| TASK INPUTS |
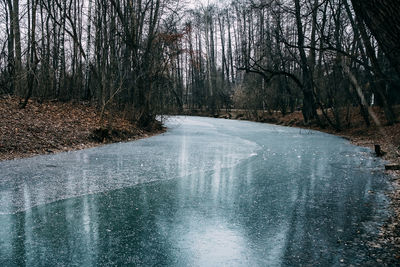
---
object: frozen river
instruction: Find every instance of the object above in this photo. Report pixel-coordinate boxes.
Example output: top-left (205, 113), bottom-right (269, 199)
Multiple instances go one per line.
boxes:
top-left (0, 117), bottom-right (388, 266)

| CHALLENGE |
Reproduce the entries above word for word, omitting the pictures.

| SOLUTION TO THE EXERCISE |
---
object: frozen river
instruction: Find every instance of the object above in this photo. Report pixel-coordinate boxes.
Example output: top-left (205, 113), bottom-right (269, 199)
Multiple instances go one per line.
boxes:
top-left (0, 117), bottom-right (388, 266)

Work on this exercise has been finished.